**Exercise:** Lines in the data below that contain the word "drawer" are to be copied.

[[ Extracted records open ]]

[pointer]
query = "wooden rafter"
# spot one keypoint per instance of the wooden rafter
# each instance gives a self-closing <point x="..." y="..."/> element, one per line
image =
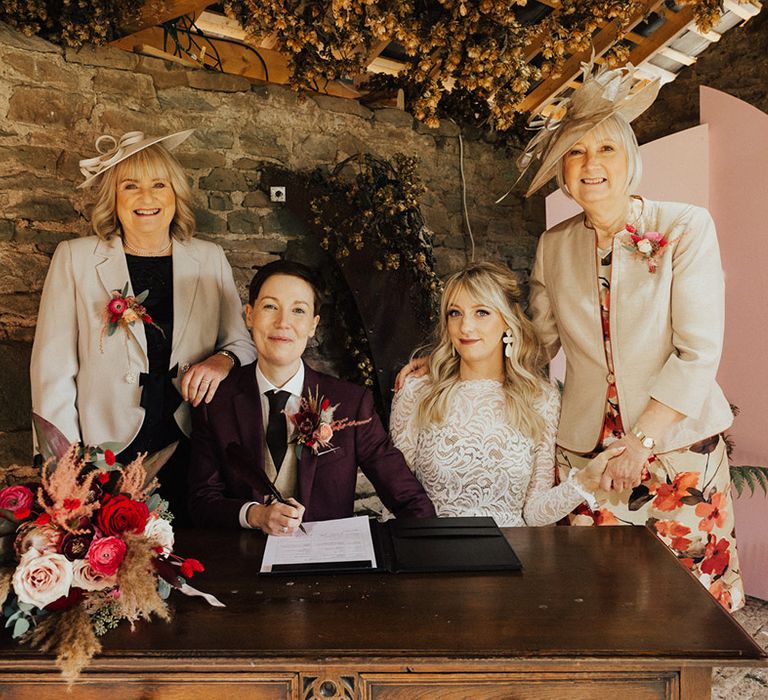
<point x="607" y="37"/>
<point x="676" y="23"/>
<point x="154" y="12"/>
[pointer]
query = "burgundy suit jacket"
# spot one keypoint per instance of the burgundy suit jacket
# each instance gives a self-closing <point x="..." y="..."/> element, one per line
<point x="326" y="483"/>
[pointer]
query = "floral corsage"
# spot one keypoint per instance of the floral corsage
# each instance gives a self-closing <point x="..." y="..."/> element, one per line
<point x="124" y="310"/>
<point x="649" y="246"/>
<point x="315" y="424"/>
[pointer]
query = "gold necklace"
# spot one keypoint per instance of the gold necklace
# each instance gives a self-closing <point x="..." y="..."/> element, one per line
<point x="148" y="253"/>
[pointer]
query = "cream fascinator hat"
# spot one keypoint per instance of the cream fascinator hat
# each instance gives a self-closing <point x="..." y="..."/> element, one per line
<point x="114" y="151"/>
<point x="601" y="95"/>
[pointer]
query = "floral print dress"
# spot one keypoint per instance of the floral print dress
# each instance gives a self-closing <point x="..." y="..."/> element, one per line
<point x="684" y="496"/>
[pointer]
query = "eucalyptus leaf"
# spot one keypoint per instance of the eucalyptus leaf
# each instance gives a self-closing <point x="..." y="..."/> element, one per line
<point x="751" y="477"/>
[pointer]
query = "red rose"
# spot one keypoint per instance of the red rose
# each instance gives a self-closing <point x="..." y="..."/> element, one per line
<point x="106" y="554"/>
<point x="190" y="566"/>
<point x="119" y="514"/>
<point x="117" y="307"/>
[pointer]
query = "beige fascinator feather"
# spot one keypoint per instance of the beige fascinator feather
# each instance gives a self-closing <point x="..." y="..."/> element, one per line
<point x="113" y="151"/>
<point x="601" y="95"/>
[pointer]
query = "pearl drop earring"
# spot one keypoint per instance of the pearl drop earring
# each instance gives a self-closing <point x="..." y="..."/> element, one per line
<point x="507" y="339"/>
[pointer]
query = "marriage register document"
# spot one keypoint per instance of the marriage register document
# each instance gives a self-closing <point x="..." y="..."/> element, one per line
<point x="345" y="542"/>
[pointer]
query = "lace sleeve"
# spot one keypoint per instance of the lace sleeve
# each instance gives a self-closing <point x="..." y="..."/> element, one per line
<point x="546" y="503"/>
<point x="402" y="425"/>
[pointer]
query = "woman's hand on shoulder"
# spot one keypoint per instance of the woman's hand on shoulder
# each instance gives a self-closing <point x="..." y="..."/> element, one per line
<point x="589" y="477"/>
<point x="201" y="380"/>
<point x="417" y="367"/>
<point x="626" y="470"/>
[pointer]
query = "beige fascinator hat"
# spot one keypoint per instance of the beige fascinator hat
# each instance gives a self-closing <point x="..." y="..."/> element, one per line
<point x="113" y="151"/>
<point x="601" y="95"/>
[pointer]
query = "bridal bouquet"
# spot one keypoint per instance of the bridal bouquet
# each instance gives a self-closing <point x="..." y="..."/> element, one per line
<point x="92" y="545"/>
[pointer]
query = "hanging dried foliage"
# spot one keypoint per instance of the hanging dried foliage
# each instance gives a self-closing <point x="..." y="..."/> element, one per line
<point x="479" y="47"/>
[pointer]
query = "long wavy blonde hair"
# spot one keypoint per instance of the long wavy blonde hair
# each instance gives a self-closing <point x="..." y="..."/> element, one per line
<point x="496" y="287"/>
<point x="153" y="161"/>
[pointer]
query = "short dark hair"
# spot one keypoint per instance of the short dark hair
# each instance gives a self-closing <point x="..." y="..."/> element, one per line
<point x="285" y="267"/>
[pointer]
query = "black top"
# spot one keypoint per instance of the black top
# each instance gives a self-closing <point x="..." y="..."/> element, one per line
<point x="159" y="397"/>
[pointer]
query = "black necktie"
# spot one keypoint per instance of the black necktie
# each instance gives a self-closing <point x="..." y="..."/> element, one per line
<point x="277" y="430"/>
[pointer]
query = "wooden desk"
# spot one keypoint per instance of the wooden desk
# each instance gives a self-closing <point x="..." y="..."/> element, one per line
<point x="597" y="612"/>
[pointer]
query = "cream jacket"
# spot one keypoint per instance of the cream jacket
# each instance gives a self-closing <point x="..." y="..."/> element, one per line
<point x="666" y="327"/>
<point x="88" y="386"/>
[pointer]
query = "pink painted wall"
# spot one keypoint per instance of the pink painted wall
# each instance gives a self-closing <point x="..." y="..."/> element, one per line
<point x="738" y="180"/>
<point x="723" y="165"/>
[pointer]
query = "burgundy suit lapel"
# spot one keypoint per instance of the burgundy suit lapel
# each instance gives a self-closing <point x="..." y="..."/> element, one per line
<point x="248" y="418"/>
<point x="308" y="460"/>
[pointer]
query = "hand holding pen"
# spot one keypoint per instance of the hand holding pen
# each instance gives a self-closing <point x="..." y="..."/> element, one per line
<point x="279" y="515"/>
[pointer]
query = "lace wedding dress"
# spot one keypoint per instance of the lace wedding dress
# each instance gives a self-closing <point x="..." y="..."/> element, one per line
<point x="475" y="463"/>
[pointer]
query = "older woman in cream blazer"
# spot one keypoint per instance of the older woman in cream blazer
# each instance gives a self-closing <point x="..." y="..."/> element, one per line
<point x="139" y="319"/>
<point x="633" y="291"/>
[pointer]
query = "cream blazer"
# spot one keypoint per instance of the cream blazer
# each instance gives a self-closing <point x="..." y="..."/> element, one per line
<point x="88" y="386"/>
<point x="666" y="327"/>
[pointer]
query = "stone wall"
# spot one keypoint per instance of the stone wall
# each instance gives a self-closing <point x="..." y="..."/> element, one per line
<point x="55" y="102"/>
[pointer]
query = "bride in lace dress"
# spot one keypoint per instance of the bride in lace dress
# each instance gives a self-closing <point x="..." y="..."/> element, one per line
<point x="479" y="429"/>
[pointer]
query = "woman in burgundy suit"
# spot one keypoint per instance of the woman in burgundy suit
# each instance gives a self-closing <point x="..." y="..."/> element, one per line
<point x="306" y="431"/>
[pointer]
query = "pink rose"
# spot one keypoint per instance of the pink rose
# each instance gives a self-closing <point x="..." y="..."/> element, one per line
<point x="15" y="498"/>
<point x="41" y="578"/>
<point x="323" y="433"/>
<point x="106" y="554"/>
<point x="86" y="577"/>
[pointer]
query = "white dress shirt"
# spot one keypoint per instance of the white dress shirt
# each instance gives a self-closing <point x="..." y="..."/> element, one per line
<point x="294" y="386"/>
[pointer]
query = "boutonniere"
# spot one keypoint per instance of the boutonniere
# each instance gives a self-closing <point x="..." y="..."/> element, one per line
<point x="315" y="424"/>
<point x="123" y="311"/>
<point x="649" y="246"/>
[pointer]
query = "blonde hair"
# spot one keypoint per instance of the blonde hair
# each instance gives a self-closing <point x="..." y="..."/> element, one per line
<point x="153" y="161"/>
<point x="524" y="383"/>
<point x="617" y="129"/>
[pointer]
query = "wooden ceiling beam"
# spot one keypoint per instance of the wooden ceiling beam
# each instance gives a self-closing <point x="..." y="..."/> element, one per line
<point x="236" y="59"/>
<point x="607" y="37"/>
<point x="676" y="23"/>
<point x="155" y="12"/>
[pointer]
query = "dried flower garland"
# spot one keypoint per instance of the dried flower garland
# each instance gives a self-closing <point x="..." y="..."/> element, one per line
<point x="381" y="211"/>
<point x="478" y="46"/>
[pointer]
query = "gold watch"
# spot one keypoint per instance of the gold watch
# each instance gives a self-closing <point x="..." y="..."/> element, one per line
<point x="648" y="442"/>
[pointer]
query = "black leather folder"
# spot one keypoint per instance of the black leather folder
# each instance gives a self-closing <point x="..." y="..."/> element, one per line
<point x="423" y="545"/>
<point x="443" y="544"/>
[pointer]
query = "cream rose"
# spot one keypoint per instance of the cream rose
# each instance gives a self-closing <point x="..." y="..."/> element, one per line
<point x="40" y="578"/>
<point x="160" y="531"/>
<point x="86" y="577"/>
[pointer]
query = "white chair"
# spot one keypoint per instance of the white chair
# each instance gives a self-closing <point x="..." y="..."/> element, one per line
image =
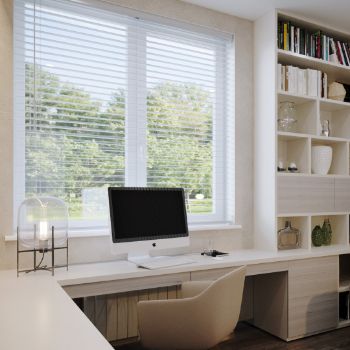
<point x="206" y="314"/>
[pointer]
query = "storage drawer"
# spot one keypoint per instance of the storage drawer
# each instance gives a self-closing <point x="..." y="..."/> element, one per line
<point x="305" y="194"/>
<point x="209" y="275"/>
<point x="125" y="285"/>
<point x="312" y="296"/>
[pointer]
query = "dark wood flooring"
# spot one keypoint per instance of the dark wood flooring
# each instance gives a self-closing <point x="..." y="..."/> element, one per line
<point x="247" y="337"/>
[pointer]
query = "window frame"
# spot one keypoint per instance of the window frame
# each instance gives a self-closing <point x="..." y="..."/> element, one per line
<point x="222" y="181"/>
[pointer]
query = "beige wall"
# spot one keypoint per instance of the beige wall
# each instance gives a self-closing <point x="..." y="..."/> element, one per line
<point x="98" y="248"/>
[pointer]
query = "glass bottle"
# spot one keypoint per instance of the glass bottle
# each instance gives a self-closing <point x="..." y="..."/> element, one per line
<point x="287" y="116"/>
<point x="327" y="232"/>
<point x="317" y="236"/>
<point x="289" y="237"/>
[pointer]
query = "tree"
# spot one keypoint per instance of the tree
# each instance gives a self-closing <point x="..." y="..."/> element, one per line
<point x="179" y="138"/>
<point x="69" y="141"/>
<point x="76" y="143"/>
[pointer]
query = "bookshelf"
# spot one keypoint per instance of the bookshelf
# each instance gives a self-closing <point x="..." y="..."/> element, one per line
<point x="303" y="197"/>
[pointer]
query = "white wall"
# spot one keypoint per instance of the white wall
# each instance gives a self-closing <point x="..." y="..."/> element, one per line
<point x="97" y="248"/>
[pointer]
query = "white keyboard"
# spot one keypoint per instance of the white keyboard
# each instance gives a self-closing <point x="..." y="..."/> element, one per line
<point x="159" y="262"/>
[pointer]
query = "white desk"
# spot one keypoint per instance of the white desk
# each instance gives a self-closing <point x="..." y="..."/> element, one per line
<point x="35" y="312"/>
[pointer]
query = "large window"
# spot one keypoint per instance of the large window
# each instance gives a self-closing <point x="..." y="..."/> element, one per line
<point x="104" y="99"/>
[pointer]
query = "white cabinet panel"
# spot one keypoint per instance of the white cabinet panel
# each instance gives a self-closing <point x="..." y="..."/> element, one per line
<point x="312" y="296"/>
<point x="299" y="194"/>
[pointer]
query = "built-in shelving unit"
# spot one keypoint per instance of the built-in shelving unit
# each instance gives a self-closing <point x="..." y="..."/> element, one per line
<point x="304" y="198"/>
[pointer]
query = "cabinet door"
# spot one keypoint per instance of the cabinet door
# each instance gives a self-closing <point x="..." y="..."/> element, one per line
<point x="312" y="296"/>
<point x="299" y="194"/>
<point x="342" y="194"/>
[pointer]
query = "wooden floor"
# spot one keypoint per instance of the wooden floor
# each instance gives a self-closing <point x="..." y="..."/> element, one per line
<point x="250" y="338"/>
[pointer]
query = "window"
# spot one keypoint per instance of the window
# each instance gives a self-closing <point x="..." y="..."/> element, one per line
<point x="104" y="99"/>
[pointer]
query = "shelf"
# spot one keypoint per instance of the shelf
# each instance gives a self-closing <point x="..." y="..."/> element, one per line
<point x="299" y="222"/>
<point x="312" y="214"/>
<point x="339" y="224"/>
<point x="294" y="150"/>
<point x="335" y="71"/>
<point x="306" y="112"/>
<point x="285" y="96"/>
<point x="329" y="140"/>
<point x="344" y="285"/>
<point x="340" y="153"/>
<point x="333" y="105"/>
<point x="343" y="323"/>
<point x="286" y="135"/>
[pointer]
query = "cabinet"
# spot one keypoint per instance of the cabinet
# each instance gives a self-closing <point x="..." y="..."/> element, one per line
<point x="312" y="296"/>
<point x="304" y="198"/>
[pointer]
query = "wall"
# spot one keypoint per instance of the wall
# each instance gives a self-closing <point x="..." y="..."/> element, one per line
<point x="98" y="248"/>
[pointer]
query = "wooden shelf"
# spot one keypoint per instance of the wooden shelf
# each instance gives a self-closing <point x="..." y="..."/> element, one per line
<point x="285" y="96"/>
<point x="333" y="105"/>
<point x="344" y="285"/>
<point x="286" y="135"/>
<point x="343" y="323"/>
<point x="335" y="71"/>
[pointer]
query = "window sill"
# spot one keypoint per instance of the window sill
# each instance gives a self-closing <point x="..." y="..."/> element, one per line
<point x="103" y="233"/>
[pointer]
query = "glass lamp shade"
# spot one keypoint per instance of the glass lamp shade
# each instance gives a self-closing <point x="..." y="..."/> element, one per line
<point x="36" y="217"/>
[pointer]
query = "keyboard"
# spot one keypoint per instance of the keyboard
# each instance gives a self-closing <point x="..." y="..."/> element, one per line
<point x="159" y="262"/>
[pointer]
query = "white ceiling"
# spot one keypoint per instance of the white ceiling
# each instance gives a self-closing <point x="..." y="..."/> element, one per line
<point x="334" y="13"/>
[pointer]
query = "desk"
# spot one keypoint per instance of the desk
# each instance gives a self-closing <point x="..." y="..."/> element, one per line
<point x="36" y="314"/>
<point x="295" y="295"/>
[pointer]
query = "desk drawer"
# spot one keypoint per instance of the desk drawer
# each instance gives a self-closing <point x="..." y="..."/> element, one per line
<point x="125" y="285"/>
<point x="210" y="275"/>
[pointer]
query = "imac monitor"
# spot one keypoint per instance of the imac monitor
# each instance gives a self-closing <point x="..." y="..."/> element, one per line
<point x="144" y="219"/>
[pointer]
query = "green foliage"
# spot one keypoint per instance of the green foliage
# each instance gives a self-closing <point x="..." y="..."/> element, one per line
<point x="75" y="143"/>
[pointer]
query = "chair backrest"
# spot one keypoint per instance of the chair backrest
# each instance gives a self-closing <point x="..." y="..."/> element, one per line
<point x="222" y="300"/>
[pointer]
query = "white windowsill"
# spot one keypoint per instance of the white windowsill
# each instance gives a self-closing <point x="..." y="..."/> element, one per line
<point x="103" y="233"/>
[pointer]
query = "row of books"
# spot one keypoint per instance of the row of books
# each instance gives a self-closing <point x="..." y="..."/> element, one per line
<point x="304" y="82"/>
<point x="315" y="44"/>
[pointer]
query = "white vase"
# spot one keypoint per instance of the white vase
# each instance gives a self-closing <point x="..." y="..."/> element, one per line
<point x="321" y="159"/>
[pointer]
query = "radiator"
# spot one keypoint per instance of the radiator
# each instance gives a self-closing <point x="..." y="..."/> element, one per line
<point x="115" y="315"/>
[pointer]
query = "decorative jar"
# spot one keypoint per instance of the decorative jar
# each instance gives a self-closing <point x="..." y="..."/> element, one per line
<point x="317" y="236"/>
<point x="289" y="237"/>
<point x="287" y="117"/>
<point x="327" y="232"/>
<point x="321" y="159"/>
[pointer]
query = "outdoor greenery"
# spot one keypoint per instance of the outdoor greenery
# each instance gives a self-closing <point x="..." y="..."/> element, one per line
<point x="75" y="143"/>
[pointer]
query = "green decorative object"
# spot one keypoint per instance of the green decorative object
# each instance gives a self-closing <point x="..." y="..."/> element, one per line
<point x="327" y="232"/>
<point x="317" y="236"/>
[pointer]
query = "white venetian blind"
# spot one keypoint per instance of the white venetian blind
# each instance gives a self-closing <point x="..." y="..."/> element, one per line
<point x="104" y="99"/>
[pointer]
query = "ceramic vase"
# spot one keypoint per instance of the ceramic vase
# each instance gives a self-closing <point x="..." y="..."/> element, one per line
<point x="321" y="159"/>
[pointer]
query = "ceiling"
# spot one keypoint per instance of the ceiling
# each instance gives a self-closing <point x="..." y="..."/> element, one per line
<point x="334" y="13"/>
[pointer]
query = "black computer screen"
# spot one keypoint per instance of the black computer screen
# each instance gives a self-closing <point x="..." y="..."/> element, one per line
<point x="143" y="213"/>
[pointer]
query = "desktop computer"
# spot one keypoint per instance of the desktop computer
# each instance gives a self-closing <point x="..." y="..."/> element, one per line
<point x="144" y="220"/>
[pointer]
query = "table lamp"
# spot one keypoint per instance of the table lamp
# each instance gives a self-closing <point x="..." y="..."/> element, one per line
<point x="42" y="228"/>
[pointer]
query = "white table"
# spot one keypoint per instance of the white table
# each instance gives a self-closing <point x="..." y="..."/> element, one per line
<point x="36" y="313"/>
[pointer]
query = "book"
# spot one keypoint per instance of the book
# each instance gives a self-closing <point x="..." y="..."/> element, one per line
<point x="333" y="56"/>
<point x="339" y="53"/>
<point x="312" y="87"/>
<point x="285" y="36"/>
<point x="302" y="41"/>
<point x="345" y="54"/>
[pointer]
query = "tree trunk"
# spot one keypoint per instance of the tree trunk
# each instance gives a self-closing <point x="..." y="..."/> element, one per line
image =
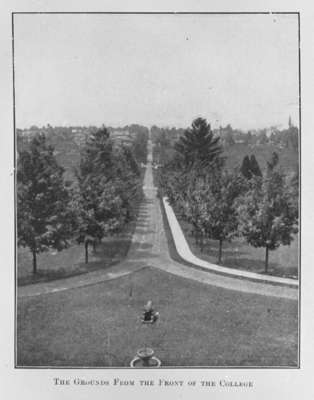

[[ Extracted records closed ]]

**Written response:**
query = "storage drawer"
# spot one keypoint per instance of the storage drawer
query = "desk drawer"
# spot one keypoint per instance of the desk drawer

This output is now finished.